Looking at the 2008 recession, the decline or growth of housing prices between the recession start and recession bottom if found for each town. A t-test is used to compare the university town values to the non-univeristy town values.

Reduced market loss is measured by mean price ratio using the equation:

price ratio = (mean price at quarter before recession)/(mean price at recessionbottom)


In [54]:
 # Create new data showing decline or growth of housing prices between start and bottom
data = homesqtr
data['Bottom-Start'] = data[bottom] - data[start]

# Split university and non-university towns
towns_list = towns.to_records(index = False).tolist()
uni = data.loc[towns_list]
non_uni = data.loc[~data.index.isin(towns_list)]

# Run ttest comparing university to non-university town values
pvalue = ttest_ind(uni['Bottom-Start'], non_uni['Bottom-Start'], nan_policy='omit')[1]

# Price Ratio
uni['Price Ratio'] = uni[start]/uni[bottom]
uni_mean = np.mean(uni['Price Ratio'])

non_uni['Price Ratio'] = non_uni[start]/non_uni[bottom]
non_uni_mean = np.mean(non_uni['Price Ratio'])

print('p-value: {}'.format(pvalue))
print('Mean Price Ratio of University Towns: {}'.format(uni_mean))
print('Mean Price Ratio of Non-University Towns: {}'.format(non_uni_mean))

□ □ □ □

(Request 1):
In the passage on housing prices in the 2008 recession, which statistical test compares university town values with non-university town values?
(Request 2):
Continue the housing price analysis from the point where it stops.

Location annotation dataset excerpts
□ □ □ □

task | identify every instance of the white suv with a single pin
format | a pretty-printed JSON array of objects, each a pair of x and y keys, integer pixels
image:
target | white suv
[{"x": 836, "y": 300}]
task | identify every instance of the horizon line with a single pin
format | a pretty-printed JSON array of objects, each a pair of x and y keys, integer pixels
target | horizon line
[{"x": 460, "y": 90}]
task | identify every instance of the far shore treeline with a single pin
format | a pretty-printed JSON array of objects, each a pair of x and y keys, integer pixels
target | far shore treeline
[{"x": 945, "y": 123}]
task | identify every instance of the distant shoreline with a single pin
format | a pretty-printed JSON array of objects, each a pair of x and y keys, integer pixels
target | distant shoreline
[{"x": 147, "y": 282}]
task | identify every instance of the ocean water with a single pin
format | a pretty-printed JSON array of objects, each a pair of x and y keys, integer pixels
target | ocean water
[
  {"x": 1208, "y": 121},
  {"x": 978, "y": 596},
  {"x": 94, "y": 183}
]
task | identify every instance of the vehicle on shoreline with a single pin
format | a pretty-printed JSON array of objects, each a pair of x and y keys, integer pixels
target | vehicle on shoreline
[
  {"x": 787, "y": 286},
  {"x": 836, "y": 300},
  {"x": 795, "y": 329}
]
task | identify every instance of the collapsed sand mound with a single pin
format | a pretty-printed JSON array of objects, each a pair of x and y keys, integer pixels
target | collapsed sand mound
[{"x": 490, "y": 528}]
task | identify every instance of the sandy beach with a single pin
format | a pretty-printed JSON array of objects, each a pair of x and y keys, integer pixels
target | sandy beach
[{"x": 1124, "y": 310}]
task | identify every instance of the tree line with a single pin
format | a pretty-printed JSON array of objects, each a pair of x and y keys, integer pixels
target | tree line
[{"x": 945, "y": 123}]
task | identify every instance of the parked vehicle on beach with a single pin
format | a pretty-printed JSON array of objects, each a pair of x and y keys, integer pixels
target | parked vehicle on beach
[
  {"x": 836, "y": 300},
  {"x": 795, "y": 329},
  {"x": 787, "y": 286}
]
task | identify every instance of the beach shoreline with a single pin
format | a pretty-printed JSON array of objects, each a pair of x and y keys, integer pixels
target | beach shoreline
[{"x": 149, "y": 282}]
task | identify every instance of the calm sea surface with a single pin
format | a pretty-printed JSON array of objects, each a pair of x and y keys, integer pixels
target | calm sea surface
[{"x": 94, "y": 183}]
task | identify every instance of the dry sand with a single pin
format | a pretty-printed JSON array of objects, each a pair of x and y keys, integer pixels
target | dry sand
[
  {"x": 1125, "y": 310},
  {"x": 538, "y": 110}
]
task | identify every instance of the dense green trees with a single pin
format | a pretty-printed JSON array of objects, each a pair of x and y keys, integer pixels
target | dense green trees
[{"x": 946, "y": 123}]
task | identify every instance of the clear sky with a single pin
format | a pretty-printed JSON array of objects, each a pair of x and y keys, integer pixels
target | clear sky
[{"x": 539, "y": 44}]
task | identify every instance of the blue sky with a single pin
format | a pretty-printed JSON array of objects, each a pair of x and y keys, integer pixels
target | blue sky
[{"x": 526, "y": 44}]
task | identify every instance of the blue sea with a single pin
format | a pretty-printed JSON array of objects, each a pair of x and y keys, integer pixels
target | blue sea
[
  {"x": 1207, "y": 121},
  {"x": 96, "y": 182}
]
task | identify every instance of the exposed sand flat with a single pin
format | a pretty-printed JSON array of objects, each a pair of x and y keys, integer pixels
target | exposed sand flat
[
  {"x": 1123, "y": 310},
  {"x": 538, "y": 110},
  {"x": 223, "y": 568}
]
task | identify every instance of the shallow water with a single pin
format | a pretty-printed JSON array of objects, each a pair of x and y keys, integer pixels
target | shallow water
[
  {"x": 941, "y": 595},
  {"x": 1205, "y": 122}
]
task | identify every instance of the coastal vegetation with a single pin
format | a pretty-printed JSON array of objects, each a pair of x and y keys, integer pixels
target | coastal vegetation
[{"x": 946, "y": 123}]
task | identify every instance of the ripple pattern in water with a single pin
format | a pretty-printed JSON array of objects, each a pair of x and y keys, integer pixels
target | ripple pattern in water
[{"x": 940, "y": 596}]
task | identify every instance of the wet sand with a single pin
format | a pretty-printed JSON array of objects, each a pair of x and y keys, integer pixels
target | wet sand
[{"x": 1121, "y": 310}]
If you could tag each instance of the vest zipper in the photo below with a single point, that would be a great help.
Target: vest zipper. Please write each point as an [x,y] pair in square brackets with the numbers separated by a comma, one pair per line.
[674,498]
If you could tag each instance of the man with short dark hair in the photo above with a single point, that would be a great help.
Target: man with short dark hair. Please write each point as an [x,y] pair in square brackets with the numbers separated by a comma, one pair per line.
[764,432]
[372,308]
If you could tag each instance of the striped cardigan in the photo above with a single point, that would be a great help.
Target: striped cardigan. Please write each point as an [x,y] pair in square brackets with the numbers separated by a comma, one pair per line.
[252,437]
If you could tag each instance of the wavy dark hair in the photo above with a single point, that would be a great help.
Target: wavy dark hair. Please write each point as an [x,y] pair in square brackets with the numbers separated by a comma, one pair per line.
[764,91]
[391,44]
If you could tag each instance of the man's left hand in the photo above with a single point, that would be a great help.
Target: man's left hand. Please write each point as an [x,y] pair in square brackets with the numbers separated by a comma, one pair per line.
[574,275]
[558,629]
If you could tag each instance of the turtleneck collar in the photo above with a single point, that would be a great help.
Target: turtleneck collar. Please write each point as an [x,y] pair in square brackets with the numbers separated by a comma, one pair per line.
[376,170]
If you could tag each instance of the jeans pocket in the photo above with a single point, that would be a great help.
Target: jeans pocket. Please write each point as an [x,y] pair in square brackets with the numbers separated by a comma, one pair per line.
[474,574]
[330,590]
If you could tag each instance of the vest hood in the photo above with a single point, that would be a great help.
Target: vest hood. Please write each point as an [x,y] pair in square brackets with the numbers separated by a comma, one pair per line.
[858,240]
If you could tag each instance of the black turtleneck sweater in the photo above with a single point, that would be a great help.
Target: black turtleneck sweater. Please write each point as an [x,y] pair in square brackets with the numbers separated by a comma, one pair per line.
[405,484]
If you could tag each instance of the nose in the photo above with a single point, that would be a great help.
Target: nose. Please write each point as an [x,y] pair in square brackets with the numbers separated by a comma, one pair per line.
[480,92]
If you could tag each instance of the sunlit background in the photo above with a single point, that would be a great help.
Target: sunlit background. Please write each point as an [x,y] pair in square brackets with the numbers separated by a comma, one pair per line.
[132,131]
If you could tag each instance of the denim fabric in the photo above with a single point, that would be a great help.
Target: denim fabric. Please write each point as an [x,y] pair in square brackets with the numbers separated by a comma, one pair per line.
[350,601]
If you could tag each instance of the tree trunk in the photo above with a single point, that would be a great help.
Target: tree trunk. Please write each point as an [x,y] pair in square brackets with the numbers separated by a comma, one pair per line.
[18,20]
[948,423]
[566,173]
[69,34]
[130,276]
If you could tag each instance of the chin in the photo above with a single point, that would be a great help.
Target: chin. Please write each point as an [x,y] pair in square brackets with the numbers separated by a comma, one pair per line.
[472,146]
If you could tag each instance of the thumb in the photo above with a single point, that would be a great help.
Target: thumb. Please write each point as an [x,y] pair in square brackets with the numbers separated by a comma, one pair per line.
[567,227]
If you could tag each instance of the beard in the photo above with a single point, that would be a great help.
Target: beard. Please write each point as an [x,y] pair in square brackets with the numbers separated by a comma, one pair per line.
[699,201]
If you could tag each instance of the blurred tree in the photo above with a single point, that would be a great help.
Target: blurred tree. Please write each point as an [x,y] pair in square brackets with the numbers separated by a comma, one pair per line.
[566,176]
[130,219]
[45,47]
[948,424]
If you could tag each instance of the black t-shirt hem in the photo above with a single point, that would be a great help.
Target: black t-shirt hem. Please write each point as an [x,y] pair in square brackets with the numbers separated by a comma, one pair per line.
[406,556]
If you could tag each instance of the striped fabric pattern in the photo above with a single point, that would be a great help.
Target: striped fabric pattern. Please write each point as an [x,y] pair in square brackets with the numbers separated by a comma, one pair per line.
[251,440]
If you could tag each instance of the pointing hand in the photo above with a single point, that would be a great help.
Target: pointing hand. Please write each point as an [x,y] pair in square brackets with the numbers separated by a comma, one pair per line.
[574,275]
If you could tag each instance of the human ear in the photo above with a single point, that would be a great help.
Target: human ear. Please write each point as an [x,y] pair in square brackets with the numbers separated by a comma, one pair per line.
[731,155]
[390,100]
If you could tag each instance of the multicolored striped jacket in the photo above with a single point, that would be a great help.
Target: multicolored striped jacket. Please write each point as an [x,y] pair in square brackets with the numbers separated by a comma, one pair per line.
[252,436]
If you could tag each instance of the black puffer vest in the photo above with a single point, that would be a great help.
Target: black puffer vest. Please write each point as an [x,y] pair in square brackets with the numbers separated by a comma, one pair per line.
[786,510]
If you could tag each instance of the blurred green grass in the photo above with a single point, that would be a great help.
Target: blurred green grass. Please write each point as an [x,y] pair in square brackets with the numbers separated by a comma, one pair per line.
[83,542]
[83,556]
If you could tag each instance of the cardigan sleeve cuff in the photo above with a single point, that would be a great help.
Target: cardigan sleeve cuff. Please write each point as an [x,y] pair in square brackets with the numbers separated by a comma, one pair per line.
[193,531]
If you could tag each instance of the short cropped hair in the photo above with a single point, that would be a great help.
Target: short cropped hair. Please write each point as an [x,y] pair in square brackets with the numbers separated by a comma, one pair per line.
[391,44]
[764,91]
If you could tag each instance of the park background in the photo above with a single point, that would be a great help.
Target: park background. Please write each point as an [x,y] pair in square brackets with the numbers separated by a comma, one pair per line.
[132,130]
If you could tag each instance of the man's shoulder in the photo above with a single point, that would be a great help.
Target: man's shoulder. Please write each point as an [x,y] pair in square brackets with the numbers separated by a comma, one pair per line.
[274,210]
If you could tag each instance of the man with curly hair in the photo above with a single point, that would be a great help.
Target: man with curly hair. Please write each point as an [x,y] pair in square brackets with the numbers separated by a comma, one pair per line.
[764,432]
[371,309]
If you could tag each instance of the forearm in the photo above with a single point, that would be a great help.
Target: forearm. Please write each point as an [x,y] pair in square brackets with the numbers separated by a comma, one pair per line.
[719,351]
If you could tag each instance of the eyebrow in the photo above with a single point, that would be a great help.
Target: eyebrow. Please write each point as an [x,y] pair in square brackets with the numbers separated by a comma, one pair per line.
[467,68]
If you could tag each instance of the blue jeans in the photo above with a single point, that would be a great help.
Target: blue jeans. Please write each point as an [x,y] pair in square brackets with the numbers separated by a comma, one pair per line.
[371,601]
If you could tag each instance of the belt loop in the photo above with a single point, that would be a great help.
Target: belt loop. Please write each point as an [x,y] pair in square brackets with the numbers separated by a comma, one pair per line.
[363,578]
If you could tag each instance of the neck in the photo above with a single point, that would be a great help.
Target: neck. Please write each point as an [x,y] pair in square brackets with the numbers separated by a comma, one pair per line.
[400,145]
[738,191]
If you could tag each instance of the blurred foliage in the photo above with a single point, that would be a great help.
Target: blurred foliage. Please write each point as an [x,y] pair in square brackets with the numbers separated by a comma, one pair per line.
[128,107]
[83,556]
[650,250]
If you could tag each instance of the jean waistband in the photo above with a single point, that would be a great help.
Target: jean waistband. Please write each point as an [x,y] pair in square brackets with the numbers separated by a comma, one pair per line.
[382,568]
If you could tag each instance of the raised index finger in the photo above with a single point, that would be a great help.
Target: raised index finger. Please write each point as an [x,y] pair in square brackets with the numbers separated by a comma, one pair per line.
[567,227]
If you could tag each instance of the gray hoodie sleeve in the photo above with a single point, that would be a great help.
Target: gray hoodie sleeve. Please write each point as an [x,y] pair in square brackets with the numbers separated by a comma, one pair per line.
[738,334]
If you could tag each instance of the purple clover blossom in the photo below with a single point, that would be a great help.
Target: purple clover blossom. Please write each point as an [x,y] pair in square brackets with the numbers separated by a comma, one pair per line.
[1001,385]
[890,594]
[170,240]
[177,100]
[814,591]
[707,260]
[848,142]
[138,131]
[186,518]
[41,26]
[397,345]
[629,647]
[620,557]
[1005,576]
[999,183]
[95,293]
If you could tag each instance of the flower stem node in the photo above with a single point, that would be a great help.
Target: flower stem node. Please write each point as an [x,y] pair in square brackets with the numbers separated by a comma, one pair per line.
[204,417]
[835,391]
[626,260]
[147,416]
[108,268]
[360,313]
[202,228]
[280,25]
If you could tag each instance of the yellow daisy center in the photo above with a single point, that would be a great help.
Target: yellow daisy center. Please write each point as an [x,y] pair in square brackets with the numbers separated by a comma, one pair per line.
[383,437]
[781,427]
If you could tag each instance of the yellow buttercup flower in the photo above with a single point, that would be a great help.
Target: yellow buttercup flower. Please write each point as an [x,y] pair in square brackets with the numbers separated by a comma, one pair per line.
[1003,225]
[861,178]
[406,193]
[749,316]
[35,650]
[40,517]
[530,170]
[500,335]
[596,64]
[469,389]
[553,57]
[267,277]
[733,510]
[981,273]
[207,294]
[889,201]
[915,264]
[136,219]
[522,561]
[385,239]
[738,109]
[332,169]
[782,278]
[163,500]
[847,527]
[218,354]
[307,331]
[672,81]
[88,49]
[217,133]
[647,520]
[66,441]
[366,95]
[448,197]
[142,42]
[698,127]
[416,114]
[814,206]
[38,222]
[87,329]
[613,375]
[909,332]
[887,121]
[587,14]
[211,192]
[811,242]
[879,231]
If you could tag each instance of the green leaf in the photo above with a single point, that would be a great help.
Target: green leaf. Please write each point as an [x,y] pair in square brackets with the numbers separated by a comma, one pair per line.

□ □ □ □

(Response 1):
A t-test.

(Response 2):
p-value: 0.004325214853459962
Mean Price Ratio of University Towns: 1.0377181366932766
Mean Price Ratio of Non-University Towns: 1.052375653511628


Passing list-likes to .loc or [] with any missing label will raise
KeyError in the future, you can use .reindex() as an alternative.

See the documentation here:
https://pandas.pydata.org/pandas-docs/stable/indexing.html#deprecate-loc-reindex-listlike
  import sys
A value is trying to be set on a copy of a slice from a DataFrame.
Try using .loc[row_indexer,col_indexer] = value instead

See the caveats in the documentation: http://pandas.pydata.org/pandas-docs/stable/indexing.html#indexing-view-versus-copy


With a p-value of 0.004, which is less than 0.1, we reject the null hypothesis. This suggests that housing prices in university towns indeed were less affected by the 2008 recession. University towns have a lower mean price ratio, which further indicates reduced market loss.